[Saved entries]
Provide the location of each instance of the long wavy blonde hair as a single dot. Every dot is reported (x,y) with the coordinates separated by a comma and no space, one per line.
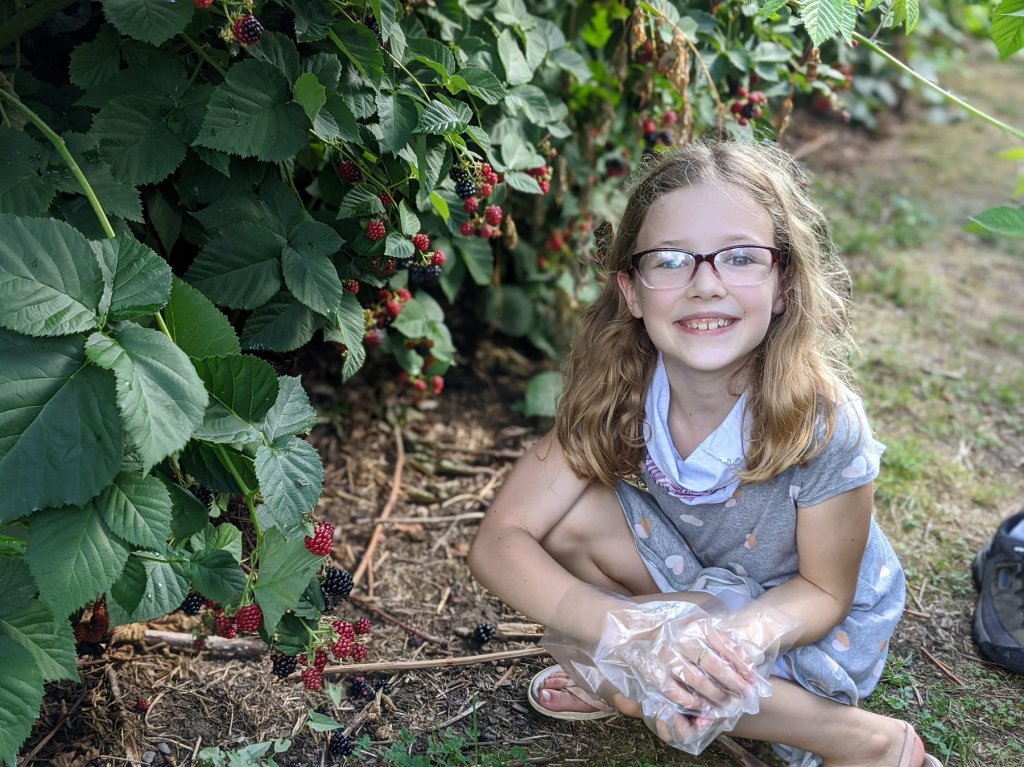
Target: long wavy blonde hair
(794,378)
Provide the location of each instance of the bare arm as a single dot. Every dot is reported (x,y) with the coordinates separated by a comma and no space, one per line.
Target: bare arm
(830,540)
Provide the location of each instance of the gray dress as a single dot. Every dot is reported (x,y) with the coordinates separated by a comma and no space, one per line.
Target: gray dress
(748,544)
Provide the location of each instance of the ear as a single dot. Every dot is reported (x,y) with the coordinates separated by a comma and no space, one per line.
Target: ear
(627,286)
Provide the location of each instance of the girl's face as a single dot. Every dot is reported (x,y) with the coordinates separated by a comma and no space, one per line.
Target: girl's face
(706,327)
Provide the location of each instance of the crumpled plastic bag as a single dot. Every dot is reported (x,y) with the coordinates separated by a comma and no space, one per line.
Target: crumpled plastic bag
(694,670)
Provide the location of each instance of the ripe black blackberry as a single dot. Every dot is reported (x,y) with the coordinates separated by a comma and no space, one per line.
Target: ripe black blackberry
(483,633)
(283,665)
(337,585)
(194,603)
(465,188)
(341,744)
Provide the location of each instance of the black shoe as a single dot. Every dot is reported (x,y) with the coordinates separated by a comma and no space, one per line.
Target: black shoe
(998,618)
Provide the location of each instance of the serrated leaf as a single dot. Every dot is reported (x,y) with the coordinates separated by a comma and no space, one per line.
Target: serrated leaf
(291,414)
(825,18)
(135,136)
(398,118)
(308,268)
(60,437)
(50,284)
(252,115)
(1003,220)
(49,641)
(479,82)
(150,587)
(141,280)
(150,20)
(199,328)
(1008,27)
(160,395)
(73,556)
(217,574)
(286,567)
(137,509)
(25,187)
(517,71)
(240,267)
(360,47)
(280,325)
(20,696)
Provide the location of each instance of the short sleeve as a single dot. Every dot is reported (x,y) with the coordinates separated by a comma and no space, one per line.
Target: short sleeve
(850,460)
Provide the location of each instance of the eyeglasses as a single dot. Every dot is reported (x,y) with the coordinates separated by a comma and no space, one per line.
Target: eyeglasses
(665,268)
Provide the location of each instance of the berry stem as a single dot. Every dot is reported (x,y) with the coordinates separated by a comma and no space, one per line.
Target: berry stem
(973,111)
(57,140)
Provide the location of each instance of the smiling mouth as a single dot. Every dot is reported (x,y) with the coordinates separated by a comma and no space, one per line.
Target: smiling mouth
(713,324)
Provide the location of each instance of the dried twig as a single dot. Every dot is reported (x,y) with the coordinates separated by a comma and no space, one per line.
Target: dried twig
(386,512)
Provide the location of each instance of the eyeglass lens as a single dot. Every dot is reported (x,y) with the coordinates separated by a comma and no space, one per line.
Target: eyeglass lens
(675,268)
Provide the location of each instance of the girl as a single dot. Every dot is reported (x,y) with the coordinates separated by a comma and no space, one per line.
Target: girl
(707,440)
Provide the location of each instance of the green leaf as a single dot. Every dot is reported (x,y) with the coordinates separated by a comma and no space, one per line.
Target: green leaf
(309,94)
(308,268)
(543,391)
(252,115)
(199,328)
(217,576)
(291,477)
(286,567)
(148,588)
(361,48)
(517,71)
(73,556)
(398,118)
(134,134)
(150,20)
(137,509)
(50,284)
(60,437)
(1003,220)
(140,279)
(49,641)
(479,82)
(26,189)
(291,414)
(1008,27)
(16,586)
(160,395)
(20,696)
(280,325)
(240,267)
(825,18)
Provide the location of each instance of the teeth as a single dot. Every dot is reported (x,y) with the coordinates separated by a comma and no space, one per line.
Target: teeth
(707,324)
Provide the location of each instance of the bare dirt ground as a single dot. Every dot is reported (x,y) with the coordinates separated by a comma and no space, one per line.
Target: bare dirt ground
(434,471)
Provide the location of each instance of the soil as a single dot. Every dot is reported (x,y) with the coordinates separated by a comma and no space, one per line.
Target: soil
(434,468)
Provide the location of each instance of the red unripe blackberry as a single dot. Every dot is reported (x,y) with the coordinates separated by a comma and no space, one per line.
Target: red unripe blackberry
(376,229)
(249,619)
(483,633)
(194,603)
(283,665)
(312,678)
(349,171)
(363,626)
(323,541)
(493,215)
(247,30)
(340,744)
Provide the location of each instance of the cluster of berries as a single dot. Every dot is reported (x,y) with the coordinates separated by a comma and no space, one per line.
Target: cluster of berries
(748,105)
(339,643)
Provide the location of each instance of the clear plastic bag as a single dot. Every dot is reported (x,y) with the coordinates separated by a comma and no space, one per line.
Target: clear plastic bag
(693,670)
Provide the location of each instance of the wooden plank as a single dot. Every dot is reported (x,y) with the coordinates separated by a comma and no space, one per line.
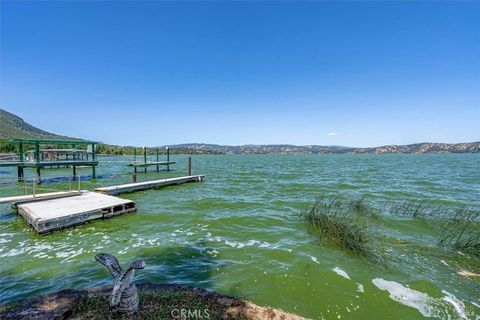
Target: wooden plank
(33,164)
(152,163)
(130,187)
(54,214)
(39,197)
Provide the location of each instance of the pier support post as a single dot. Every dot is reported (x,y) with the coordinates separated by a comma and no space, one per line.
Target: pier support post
(39,178)
(168,159)
(145,158)
(94,157)
(20,174)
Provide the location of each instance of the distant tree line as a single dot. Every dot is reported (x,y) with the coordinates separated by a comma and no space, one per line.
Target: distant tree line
(7,147)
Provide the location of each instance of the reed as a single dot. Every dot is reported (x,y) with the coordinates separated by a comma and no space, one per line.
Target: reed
(462,231)
(334,220)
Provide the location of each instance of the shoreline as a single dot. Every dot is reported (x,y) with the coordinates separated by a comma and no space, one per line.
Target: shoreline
(76,304)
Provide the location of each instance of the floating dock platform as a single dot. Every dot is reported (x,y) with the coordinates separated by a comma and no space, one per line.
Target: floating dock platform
(54,214)
(151,163)
(130,187)
(38,197)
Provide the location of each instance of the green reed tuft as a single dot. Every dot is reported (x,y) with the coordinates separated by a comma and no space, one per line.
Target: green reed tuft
(462,231)
(335,220)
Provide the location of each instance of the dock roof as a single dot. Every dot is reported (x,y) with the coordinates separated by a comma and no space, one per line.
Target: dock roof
(49,141)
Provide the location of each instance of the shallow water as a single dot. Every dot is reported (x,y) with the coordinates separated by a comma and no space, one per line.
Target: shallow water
(239,233)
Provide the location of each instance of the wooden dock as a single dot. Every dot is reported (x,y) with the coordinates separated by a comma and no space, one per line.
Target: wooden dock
(151,163)
(52,211)
(38,197)
(54,214)
(130,187)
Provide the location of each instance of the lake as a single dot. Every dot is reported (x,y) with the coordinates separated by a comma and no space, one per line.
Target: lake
(240,233)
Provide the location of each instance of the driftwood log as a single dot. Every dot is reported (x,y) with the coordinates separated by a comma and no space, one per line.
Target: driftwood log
(124,295)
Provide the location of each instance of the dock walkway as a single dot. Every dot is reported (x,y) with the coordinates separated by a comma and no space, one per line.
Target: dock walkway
(49,215)
(38,197)
(130,187)
(47,212)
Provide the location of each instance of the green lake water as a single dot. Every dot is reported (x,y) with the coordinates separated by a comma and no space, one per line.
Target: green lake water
(239,233)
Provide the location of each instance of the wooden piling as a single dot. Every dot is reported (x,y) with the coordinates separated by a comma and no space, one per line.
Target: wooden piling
(20,174)
(145,158)
(168,159)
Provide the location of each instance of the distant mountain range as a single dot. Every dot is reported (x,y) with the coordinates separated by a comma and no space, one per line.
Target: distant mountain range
(12,126)
(426,147)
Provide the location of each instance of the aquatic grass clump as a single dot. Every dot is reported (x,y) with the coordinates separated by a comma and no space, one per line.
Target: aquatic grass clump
(462,231)
(416,209)
(333,220)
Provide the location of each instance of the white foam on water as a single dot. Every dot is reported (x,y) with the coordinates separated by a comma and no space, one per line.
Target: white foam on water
(458,305)
(426,305)
(406,296)
(341,273)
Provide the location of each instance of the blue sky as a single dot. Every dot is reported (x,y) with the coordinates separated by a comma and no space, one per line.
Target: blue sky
(329,73)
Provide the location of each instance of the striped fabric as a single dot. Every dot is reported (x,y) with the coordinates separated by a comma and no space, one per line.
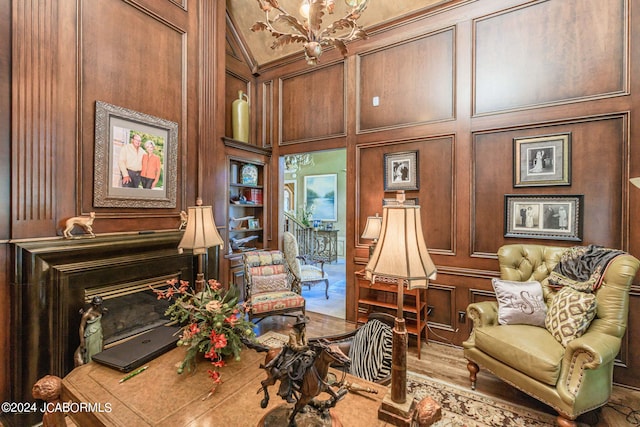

[TASK]
Locate every line in the rows above that contains the string "post", and copy each one in full. Case counts.

[SOLUTION FOR THIS EXERCISE]
Provide the location of each instance of the pier support post as a single dot. Every dot is reported (x,y) with the coordinates separated by a comma and no space, one per line.
Target: pier support post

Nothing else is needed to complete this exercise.